### MATERIAL FOR THE TASK ###

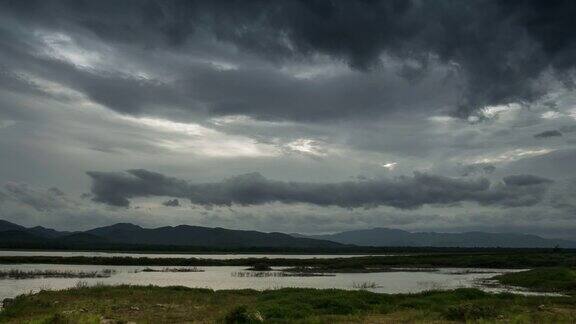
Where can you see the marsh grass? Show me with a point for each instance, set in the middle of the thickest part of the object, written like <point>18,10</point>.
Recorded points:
<point>556,279</point>
<point>149,304</point>
<point>269,274</point>
<point>365,285</point>
<point>32,274</point>
<point>192,269</point>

###

→ **DIRECTIONS**
Reproduce every row above verbatim, omitting the pictures.

→ **RESPONSE TO THIS TASK**
Where can you see the marsh grass? Show me with a point for each instance, set in the middle of the thickest part of the object, written like <point>18,10</point>.
Recorded points:
<point>556,279</point>
<point>149,304</point>
<point>269,274</point>
<point>365,285</point>
<point>32,274</point>
<point>192,269</point>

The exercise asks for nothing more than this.